Show every line below that contains the string "like", copying each one in full. Uppercase and lowercase letters count as different.
START Material
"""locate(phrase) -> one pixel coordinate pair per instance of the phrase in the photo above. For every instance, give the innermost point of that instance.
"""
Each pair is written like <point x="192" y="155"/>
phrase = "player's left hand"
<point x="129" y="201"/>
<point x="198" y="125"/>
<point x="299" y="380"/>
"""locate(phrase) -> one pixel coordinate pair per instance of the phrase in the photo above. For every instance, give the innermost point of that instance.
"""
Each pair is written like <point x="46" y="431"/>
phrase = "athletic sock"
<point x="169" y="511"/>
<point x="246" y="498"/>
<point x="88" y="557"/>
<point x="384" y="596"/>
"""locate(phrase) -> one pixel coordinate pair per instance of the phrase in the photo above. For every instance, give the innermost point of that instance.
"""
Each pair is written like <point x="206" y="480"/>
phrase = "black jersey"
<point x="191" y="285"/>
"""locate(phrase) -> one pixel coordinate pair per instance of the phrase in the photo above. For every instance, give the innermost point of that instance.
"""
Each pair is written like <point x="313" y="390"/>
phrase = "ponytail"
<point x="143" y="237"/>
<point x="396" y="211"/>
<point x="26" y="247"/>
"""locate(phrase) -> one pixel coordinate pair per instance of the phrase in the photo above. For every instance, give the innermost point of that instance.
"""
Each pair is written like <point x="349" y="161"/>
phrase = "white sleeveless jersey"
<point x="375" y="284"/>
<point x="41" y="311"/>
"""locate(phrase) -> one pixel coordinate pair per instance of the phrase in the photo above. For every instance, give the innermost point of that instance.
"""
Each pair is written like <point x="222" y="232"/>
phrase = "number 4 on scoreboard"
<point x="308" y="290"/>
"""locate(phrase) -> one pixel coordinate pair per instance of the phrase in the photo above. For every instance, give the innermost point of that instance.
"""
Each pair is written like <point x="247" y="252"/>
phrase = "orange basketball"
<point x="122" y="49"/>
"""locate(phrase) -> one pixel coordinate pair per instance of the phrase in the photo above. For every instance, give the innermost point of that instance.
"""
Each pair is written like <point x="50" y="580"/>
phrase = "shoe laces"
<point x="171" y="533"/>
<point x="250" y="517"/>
END Material
• Result of the exercise:
Each pair is written like <point x="192" y="155"/>
Each pair is written like <point x="46" y="431"/>
Each pair is written like <point x="206" y="480"/>
Each pair is written like <point x="313" y="390"/>
Each pair is written like <point x="349" y="161"/>
Each pair is written like <point x="222" y="232"/>
Each pair is written like <point x="247" y="252"/>
Each pair is written like <point x="50" y="580"/>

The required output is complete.